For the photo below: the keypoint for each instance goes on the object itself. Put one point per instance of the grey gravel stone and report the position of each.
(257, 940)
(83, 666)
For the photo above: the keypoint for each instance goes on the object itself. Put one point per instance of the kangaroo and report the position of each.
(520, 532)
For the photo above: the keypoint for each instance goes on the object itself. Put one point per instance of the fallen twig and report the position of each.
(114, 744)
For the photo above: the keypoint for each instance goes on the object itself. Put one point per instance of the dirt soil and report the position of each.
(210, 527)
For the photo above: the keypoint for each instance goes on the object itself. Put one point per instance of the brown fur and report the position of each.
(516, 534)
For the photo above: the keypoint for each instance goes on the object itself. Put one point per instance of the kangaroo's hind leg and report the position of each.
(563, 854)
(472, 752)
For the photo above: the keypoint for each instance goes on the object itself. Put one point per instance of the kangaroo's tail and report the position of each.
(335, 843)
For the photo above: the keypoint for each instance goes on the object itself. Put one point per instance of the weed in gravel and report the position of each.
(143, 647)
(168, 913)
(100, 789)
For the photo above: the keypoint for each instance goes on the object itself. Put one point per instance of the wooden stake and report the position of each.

## Required work
Every record in the material above should be set down exactly.

## Answer box
For the photo below: the keypoint for each instance goes on the object itself. Put one point per instance of the grey gravel stone and report the position of each.
(257, 940)
(83, 666)
For the photo above: the keypoint for each instance goes on the object itself. Put one point per instance of the kangaroo and report the position of each.
(520, 532)
For the photo above: the keypoint for each instance goes on the object itself. Put one point per instance of the fallen twig and report the position of each.
(114, 744)
For the photo above: the keypoint for each instance goes on the object itself. Put one point per instance of the dirt soil and report the position of each.
(210, 527)
For the photo above: the keypoint for each instance goes on the object itself. Put one point per instance of the brown fur and report the position of each.
(516, 534)
For the photo above: the keypoint for each instance goes on the object itself. Put one point per instance of the kangaroo's hind leg and report the position of each.
(563, 854)
(472, 752)
For the photo above: the keypoint for each instance goes on the object itself. Put one point per instance of the kangaroo's tail and report the position of each.
(335, 843)
For the photo above: the keypoint for each instance goes on the object itself. Put one point per instance of the weed in gravel and report the position of each.
(143, 647)
(168, 913)
(100, 789)
For the photo above: the keypoint for each instance goes on the object itself. Put one point per instance of the wooden stake and report the position of each.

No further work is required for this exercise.